Lied „Oh Tonnenbaum“ wird 200 Jahre alt

Das Lied „Oh Tannenbaum“ geht zwar auf ein Lied aus dem 16. Jahrhundert zurück und wurde im Jahr 1615 von Melchior Franck in einem Quodlibet (Musikstück) zitiert. Doch erst im Jahr 1824 wurde der heutige Klassiker erstmals zum Weihnachtslied. Von Ralf Schick und Katharina Rögner (epd).

Das Lied "Oh Tannenbaum" ist ein Weihnachtsklassiker.

Adobe Stock Elena Verba - Illustrationen: Adobe Stock/ 
Elena Verba, Zaie, Bearbeitung: Hoß)

Freiburg/Leipzig. Der Lehrer und königliche Musikdirektor Ludwig Erk war der erste wissenschaftliche Melodiensammler in Deutschland, der eine private Sammlung von etwa 20 000 Volksliedern angelegt hatte, welche er in Liederbüchern veröffentlichte.

In seinem ‚Deutschen Liederhort‘ aus dem Jahr 1856, einer Sammlung von Musikstücken, gibt er mit dem Lied ‚Es hing ein Stallknecht seinen Zaum‘ eine noch ältere Quelle für Oh Tannenbaum an: nämlich zwischen 1550 und 1580. In jenem Lied war diese Strophe enthalten: „O Tanne, du bist ein edler Zweig, Du grünest Winter und die liebe Sommerzeit. Wenn alle Bäume dürre sein. So grünest du, edles Tannenbäumelein.“

Nach übereinstimmenden Quellen war es aber das Jahr 1824, als der Leipziger Musiker, Lehrer, Komponist und Theologe Ernst Anschütz (1780-1861) den Klassiker schuf – zumindest in der heute bekannten Form. Er veröffentlichte ihn zusammen mit anderen Werken in seinem „Musikalischen Schulgesangbuch“. Anschütz nutzte dafür ein tragisches Liebeslied, das die Untreue einer jungen Frau im Kontrast zum immergrünen Tannenbaum als Symbol der Treue besingt, und formte es um zum hoffnungsvollen Weihnachtslied.

* _Aufgaben bearbeiten_
(a) In welchem Buch hat Ernst Anschütz das Lied laut dem Artikel über „Oh Tannenbaum“ veröffentlicht?
(b) Gib die Liste unter dem Artikel Zeile für Zeile unverändert aus, aber lass das Bild dabei weg.
Der Artikel und die Liste haben nichts miteinander zu tun.

* _Liste zur Übung_
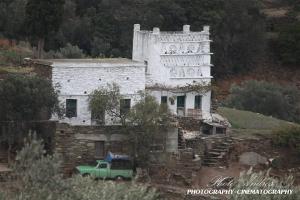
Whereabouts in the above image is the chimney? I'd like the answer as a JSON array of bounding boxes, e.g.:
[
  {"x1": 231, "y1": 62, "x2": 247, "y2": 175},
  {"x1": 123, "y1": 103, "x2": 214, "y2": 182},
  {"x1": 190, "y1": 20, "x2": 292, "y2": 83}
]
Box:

* _Antworten je Aufgabe_
(a) In seinem „Musikalischen Schulgesangbuch“.

(b)
Whereabouts in the above image is the chimney? I'd like the answer as a JSON array of bounding boxes, e.g.:
[
  {"x1": 231, "y1": 62, "x2": 247, "y2": 175},
  {"x1": 123, "y1": 103, "x2": 214, "y2": 182},
  {"x1": 190, "y1": 20, "x2": 292, "y2": 83}
]
Box:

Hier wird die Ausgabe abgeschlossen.